*To do*
Copy the data from the line containing "field in the photo below." through the line containing "(1295, 705)", including both, and shift every coordinate by adding 41 to each of its two numbers. Keep all other text in that span unchanged, and leave out every line outside it.

*Records provided*
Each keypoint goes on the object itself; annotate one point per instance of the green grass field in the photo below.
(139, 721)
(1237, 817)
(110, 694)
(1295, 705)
==
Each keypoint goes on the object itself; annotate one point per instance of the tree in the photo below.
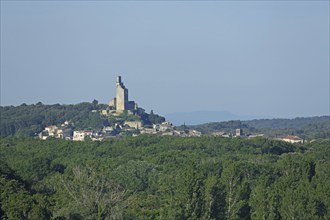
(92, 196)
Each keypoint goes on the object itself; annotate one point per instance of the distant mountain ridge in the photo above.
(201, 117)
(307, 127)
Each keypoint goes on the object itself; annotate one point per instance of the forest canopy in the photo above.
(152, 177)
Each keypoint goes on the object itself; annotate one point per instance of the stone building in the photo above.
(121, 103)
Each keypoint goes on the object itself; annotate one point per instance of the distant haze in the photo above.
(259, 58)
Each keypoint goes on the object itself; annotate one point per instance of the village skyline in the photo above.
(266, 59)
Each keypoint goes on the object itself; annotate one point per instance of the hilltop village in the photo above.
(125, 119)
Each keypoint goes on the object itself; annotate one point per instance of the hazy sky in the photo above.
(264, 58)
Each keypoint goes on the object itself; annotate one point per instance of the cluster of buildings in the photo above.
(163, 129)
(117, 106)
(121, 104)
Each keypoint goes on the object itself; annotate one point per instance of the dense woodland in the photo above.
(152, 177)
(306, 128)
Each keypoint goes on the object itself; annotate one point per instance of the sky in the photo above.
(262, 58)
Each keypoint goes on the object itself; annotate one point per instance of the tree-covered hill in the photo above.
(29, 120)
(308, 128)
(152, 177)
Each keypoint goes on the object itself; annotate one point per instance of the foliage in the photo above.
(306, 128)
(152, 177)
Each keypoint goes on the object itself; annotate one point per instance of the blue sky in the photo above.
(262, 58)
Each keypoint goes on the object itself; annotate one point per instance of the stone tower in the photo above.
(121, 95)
--
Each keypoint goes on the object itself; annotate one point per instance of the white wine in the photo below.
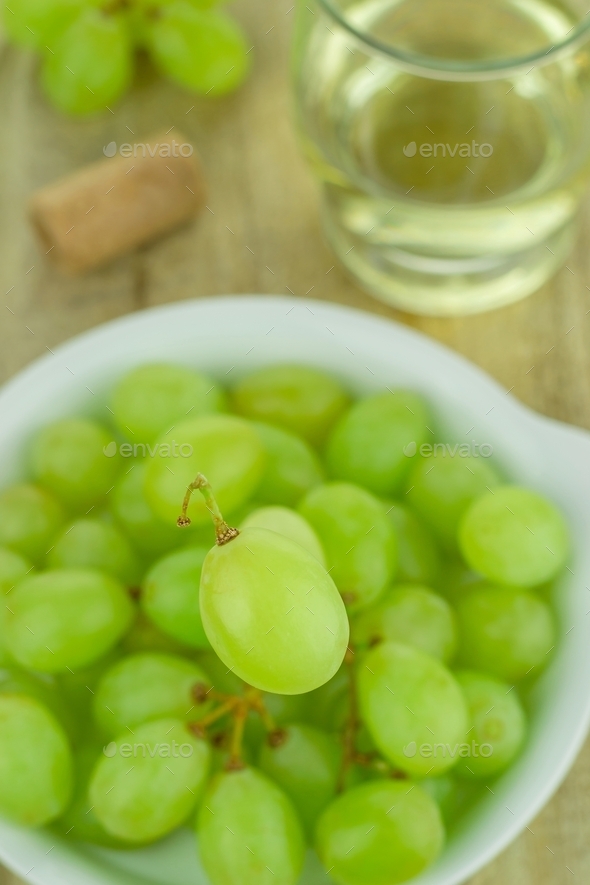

*Answer below*
Each keypoint goes on the object itself; annotate one point per instance of the green grass field in the photo below.
(180, 762)
(1278, 858)
(151, 735)
(1336, 746)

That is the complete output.